_Task prompt:_ Please restate the following records word for word.

_Entries provided:_
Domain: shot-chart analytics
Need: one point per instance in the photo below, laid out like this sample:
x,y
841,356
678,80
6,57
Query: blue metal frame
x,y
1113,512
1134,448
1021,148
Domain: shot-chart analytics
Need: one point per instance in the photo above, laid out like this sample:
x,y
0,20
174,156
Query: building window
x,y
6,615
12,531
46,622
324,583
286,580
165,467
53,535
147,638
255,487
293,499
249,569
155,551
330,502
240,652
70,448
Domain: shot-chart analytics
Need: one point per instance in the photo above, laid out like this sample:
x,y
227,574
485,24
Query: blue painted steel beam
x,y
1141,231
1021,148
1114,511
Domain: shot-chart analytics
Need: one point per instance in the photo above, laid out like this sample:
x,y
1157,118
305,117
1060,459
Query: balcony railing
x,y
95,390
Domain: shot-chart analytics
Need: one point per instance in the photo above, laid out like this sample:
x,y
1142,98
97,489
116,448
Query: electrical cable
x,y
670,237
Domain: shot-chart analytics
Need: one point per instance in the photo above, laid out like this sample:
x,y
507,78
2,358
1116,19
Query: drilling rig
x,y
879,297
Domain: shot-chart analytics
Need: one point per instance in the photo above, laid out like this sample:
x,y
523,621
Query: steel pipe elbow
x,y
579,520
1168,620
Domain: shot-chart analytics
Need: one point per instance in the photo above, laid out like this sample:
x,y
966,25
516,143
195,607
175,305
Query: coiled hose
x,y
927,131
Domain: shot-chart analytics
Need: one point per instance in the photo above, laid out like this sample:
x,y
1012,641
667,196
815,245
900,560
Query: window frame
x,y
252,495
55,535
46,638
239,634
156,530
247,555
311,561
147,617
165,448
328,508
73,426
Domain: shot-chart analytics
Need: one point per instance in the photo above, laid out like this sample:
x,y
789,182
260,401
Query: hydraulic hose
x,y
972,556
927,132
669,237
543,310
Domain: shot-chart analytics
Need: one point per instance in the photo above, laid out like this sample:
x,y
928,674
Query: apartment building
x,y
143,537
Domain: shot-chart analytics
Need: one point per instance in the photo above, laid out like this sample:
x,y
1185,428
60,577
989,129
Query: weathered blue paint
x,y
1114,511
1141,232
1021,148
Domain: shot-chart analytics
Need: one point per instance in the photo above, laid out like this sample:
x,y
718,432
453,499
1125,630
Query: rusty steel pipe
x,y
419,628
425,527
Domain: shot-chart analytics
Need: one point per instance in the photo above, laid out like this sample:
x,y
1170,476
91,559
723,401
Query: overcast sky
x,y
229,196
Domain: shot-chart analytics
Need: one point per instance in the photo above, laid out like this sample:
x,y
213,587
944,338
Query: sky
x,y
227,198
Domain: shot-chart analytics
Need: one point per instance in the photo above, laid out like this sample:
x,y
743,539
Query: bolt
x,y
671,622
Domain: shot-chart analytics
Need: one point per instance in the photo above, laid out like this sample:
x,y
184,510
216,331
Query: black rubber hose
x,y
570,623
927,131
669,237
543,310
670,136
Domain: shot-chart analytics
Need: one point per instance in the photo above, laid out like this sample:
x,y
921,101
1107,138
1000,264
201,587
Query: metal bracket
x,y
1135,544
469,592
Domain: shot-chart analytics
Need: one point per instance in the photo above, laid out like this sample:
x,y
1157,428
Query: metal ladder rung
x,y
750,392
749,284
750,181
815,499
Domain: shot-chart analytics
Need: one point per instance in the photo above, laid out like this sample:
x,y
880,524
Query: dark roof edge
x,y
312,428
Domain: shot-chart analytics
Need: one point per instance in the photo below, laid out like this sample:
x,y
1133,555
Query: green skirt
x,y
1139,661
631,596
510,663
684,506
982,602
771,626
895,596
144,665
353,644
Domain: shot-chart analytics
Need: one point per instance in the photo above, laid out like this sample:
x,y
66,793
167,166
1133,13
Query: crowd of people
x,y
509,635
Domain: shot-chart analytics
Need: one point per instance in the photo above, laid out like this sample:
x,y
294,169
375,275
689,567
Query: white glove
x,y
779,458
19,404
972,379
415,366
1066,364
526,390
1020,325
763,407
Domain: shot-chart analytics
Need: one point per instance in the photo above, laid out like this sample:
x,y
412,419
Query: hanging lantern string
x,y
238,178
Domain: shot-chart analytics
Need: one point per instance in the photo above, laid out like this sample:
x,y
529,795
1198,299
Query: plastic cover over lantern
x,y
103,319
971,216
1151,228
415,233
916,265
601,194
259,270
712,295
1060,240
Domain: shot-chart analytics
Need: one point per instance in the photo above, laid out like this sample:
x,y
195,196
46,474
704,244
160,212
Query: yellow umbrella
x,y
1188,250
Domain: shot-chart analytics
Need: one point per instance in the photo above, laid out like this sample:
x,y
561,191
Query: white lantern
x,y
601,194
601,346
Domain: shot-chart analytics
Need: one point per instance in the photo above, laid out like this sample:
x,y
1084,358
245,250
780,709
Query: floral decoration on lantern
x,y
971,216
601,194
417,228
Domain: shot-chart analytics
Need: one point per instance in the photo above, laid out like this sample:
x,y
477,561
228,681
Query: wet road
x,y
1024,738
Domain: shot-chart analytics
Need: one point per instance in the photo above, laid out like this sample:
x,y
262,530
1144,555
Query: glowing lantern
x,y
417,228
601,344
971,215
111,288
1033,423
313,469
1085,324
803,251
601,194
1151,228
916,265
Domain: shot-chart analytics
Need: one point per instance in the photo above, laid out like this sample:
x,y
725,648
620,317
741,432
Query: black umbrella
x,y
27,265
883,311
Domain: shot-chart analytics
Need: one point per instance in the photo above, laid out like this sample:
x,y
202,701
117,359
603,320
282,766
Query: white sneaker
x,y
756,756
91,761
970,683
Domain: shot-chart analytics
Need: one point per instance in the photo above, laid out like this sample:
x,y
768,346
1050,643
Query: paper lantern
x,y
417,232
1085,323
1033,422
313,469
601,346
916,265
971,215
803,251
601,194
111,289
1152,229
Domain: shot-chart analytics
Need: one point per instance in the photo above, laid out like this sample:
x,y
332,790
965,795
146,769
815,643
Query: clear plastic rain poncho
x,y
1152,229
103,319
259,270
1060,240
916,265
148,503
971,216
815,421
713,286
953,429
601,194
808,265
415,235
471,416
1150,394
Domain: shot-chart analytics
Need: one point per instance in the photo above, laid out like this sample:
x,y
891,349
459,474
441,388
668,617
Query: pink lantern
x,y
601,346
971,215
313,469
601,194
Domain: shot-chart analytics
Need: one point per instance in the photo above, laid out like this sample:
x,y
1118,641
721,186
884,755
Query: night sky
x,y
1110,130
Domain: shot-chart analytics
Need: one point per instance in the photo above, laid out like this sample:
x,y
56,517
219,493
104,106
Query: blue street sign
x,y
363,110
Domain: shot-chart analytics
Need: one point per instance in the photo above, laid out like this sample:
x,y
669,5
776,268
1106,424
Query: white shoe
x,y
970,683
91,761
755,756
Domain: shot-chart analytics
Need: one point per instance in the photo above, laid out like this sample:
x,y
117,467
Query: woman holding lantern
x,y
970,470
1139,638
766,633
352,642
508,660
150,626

_Result of the exercise:_
Domain: shot-chart analytics
Need: one point per instance in the photo below, laid out like this sample:
x,y
841,356
678,80
6,57
Query: blue metal frame
x,y
1113,512
1134,448
1021,148
Domain: shot-chart analytics
Need: one point per instance in the photo above, laid out like this sample:
x,y
0,20
174,156
Query: building window
x,y
6,615
12,531
46,622
324,583
286,580
165,467
53,535
147,638
255,487
293,499
249,569
155,551
330,502
240,652
70,448
Domain: shot-chart analytics
Need: one point per instance in the photo above, laid out like this sample:
x,y
227,574
485,24
Query: blue painted steel beam
x,y
1141,231
1021,148
1114,511
Domain: shot-chart analytics
Need: one point per instance in the photo above, laid out like this sample:
x,y
1157,118
305,117
1060,459
Query: balcony railing
x,y
95,390
Domain: shot-chart analytics
Need: one point per instance in the photo above, laid out like this sample:
x,y
1142,98
97,489
116,448
Query: electrical cable
x,y
670,237
Domain: shot-chart analytics
Need: one point per instance in the photo above, laid out like this sample:
x,y
507,78
2,358
1116,19
Query: drilling rig
x,y
879,297
Domain: shot-chart analytics
Need: one point per instance in the photo above, laid out like this sample:
x,y
523,621
Query: steel pipe elbow
x,y
579,520
1168,620
Domain: shot-chart analytics
Need: one point per instance in the photo above, laid out like this sample:
x,y
966,25
516,143
195,607
175,305
Query: coiled hose
x,y
927,131
Domain: shot-chart analytics
Need: one point per instance in the photo above, laid out like this sample:
x,y
1012,641
667,196
815,245
900,560
Query: window frame
x,y
252,495
55,535
46,638
239,634
156,530
247,555
311,561
147,617
165,448
328,508
73,426
Domain: shot-chart analytics
Need: one point per instance in the photo above, laid out like this sample:
x,y
789,182
260,401
Query: hydraulic hose
x,y
972,556
927,132
669,237
543,310
Domain: shot-chart analytics
Need: one point per instance in the photo above, laid out like this sample:
x,y
928,674
Query: apartment building
x,y
143,537
Domain: shot-chart analytics
Need: one point per instance in the photo above, laid out like this sample:
x,y
1185,428
60,577
989,129
Query: weathered blue paint
x,y
1114,511
1141,232
1021,148
Domain: shot-chart analytics
Need: one point per instance in the photo above, laid out like this sample:
x,y
718,432
453,499
1125,630
Query: rusty steel pipe
x,y
419,628
425,527
Domain: shot-chart analytics
Need: one point per instance in the photo above, laid out like this sample:
x,y
1170,476
91,559
723,401
Query: overcast sky
x,y
229,196
Domain: shot-chart analytics
Need: one point per instance in the photo above, laid out like this sample:
x,y
213,587
944,338
Query: sky
x,y
227,198
Domain: shot-chart analytics
Need: one point per instance in the photo above, laid out like this sample:
x,y
743,539
Query: bolt
x,y
671,622
Domain: shot-chart analytics
Need: one point per instance in the photo above, laid out like this sample:
x,y
184,510
216,331
Query: black rubber hose
x,y
570,623
927,131
669,237
543,310
670,136
Domain: shot-chart analytics
Need: one point per instance in the photo above, laid out like this sample:
x,y
921,101
1107,138
1000,264
201,587
Query: metal bracket
x,y
1135,544
469,592
Domain: shot-chart analytics
Need: one point per instance in the photo above, laid out like this sample:
x,y
1157,428
Query: metal ladder rung
x,y
750,392
749,284
750,181
815,499
Domain: shot-chart analytics
Need: one point per instance in the photo above, laid out like this sample:
x,y
880,524
Query: dark roof edge
x,y
312,428
Domain: shot-chart analytics
Need: one point per instance in the photo below, laid out like this sample:
x,y
1133,555
Query: green skirt
x,y
1139,661
631,596
510,663
684,506
982,602
771,626
895,596
144,665
353,644
Domain: shot-chart analytics
Need: one point per instance in the photo above, laid out like this sample:
x,y
66,793
167,166
1133,13
Query: crowd of people
x,y
509,635
Domain: shot-chart analytics
Need: one point per instance in the photo above, laid out like this sample:
x,y
294,169
375,275
689,567
Query: white glove
x,y
779,458
19,404
972,379
415,366
1066,364
526,390
1020,325
763,407
Domain: shot-chart analytics
Need: one point per instance in the photo above, laid out like this sample:
x,y
412,419
Query: hanging lantern string
x,y
238,178
Domain: shot-chart analytics
Need: one point per instance in the photo above, laid out like this sample:
x,y
529,795
1198,299
Query: plastic cover over lantern
x,y
103,319
971,216
1151,228
415,233
916,265
601,194
259,270
712,295
1060,240
Domain: shot-chart analytics
Need: one point per instance in the photo above, laid out like this sample:
x,y
195,196
46,474
704,244
160,212
Query: yellow umbrella
x,y
1188,250
Domain: shot-chart analytics
Need: one point per instance in the photo above, laid out like this sample:
x,y
561,191
Query: white lantern
x,y
601,194
601,346
Domain: shot-chart analytics
Need: one point per instance in the photo above, laid out like this sample:
x,y
1084,358
245,250
780,709
Query: floral decoration on lantern
x,y
971,216
601,194
417,228
Domain: shot-chart analytics
Need: one point per instance in the photo above, laid out like this sample:
x,y
477,561
228,681
Query: wet road
x,y
1024,738
Domain: shot-chart analytics
Need: one point per instance in the photo above, laid out like this sample:
x,y
262,530
1144,555
Query: glowing lantern
x,y
417,228
601,344
971,215
111,288
1033,423
313,469
1085,324
803,251
601,194
1151,228
916,265
Domain: shot-chart analytics
Need: one point per instance in the photo above, laid out like this sample:
x,y
725,648
620,317
741,432
Query: black umbrella
x,y
27,265
883,311
Domain: shot-chart analytics
Need: one point per instance in the photo above, laid out like this sample:
x,y
202,701
117,359
603,320
282,766
Query: white sneaker
x,y
756,756
91,761
970,683
Domain: shot-chart analytics
Need: one point per instance in the photo above, laid out like this sample:
x,y
768,346
1050,643
Query: paper lantern
x,y
417,232
1085,323
1033,422
313,469
601,346
916,265
971,215
803,251
601,194
111,289
1152,229
Domain: shot-chart analytics
Need: one point per instance in the photo above, laid out like this sample:
x,y
332,790
965,795
146,769
815,643
Query: clear plastic rain poncho
x,y
1152,229
103,319
259,270
1060,240
916,265
148,503
971,216
815,421
713,286
953,429
601,194
808,265
415,235
471,416
1150,394
Domain: shot-chart analytics
Need: one point per instance in the photo above, laid out like this sample:
x,y
891,349
459,474
441,388
668,617
Query: pink lantern
x,y
601,346
971,215
313,469
601,194
Domain: shot-chart analytics
Need: one point per instance in the photo above, laid out like this sample:
x,y
1118,641
721,186
884,755
Query: night sky
x,y
1110,130
Domain: shot-chart analytics
Need: one point per instance in the photo above, laid out like this sample:
x,y
56,517
219,493
104,106
Query: blue street sign
x,y
363,110
Domain: shot-chart analytics
Need: one point per instance in the photo above, laid out like this sample:
x,y
669,5
776,268
1106,424
Query: white shoe
x,y
970,683
91,761
755,756
Domain: shot-chart analytics
Need: one point per instance in the photo above, laid out like this sample:
x,y
117,467
Query: woman holding lantern
x,y
970,470
1139,638
766,633
352,642
508,660
150,626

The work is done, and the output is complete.